▶ **DOCUMENT TEXT**:
We all experience difficult situations and must make difficult decisions —sometimes in what seems like a split second. As situations and circumstances occur in our lives, we have the opportunity to choose the way we respond. Do we respond with a negative and depressing attitude, or do we engage in the situation and trust God to create space for growth in our life?

We can observe and learn from a man from the Old Testament named Nehemiah, who is faced with a serious conflict. The way he responds in the midst of a stressful circumstance is an example that everyone can learn from and be challenged by. In today’s passage, we learn that Jerusalem’s city walls are completely destroyed:

They said to me, “Things are not going well for those who returned to the province of Judah. They are in great trouble and disgrace. The wall of Jerusalem has been torn down, and the gates have been destroyed by fire.” When I heard this, I sat down and wept. In fact, for days I mourned, fasted, and prayed to the God of heaven” (Nehemiah 1:3-4).

▶ **MATERIAL**:
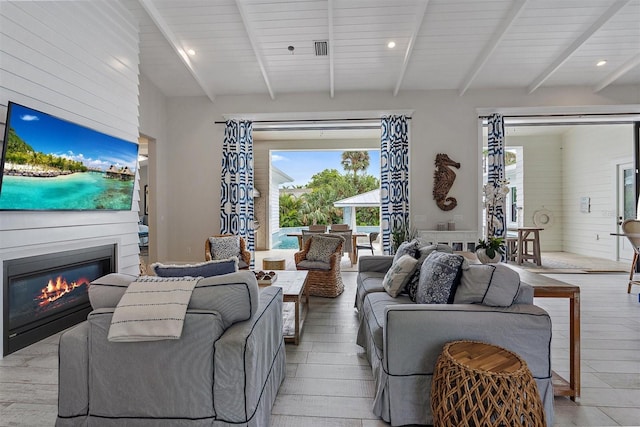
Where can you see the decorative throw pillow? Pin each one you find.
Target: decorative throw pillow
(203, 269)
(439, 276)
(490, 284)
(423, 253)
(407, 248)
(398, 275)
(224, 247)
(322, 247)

--

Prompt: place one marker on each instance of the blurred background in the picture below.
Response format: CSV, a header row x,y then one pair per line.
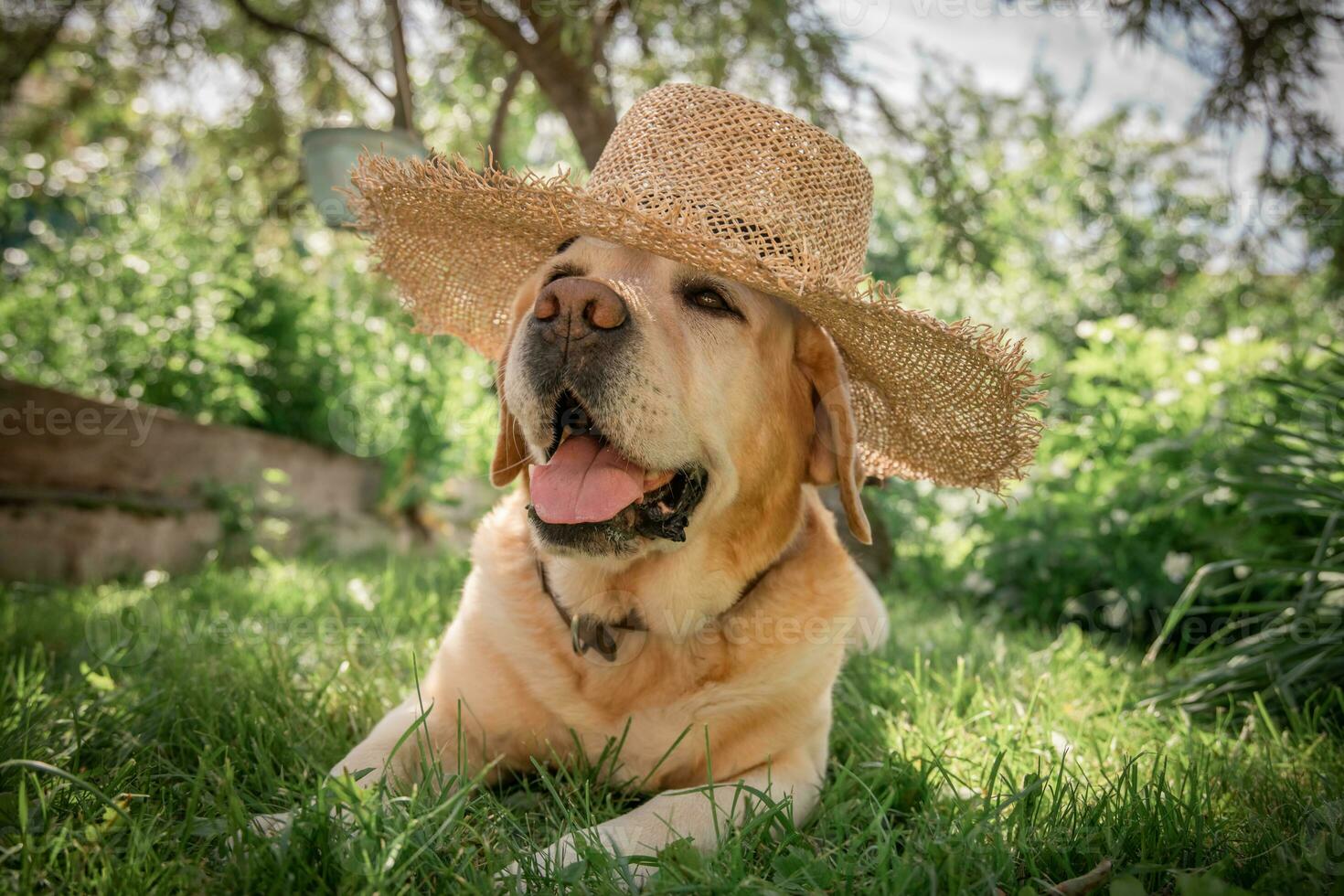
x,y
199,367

---

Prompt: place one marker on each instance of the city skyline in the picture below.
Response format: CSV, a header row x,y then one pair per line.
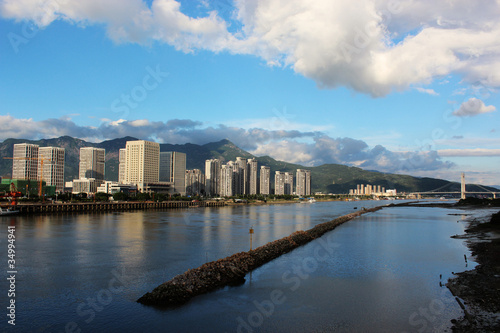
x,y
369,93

▶ **SHORT PROBLEM 1**:
From the devotional on Nehemiah, write out everything from "We all experience" down to "in our life?".
▶ **SHORT PROBLEM 2**:
In the devotional on Nehemiah, what destroyed the gates of Jerusalem?
The records come from a separate source.

▶ **COMPLETE RESPONSE 1**:
We all experience difficult situations and must make difficult decisions —sometimes in what seems like a split second. As situations and circumstances occur in our lives, we have the opportunity to choose the way we respond. Do we respond with a negative and depressing attitude, or do we engage in the situation and trust God to create space for growth in our life?

▶ **COMPLETE RESPONSE 2**:
Fire destroyed the gates.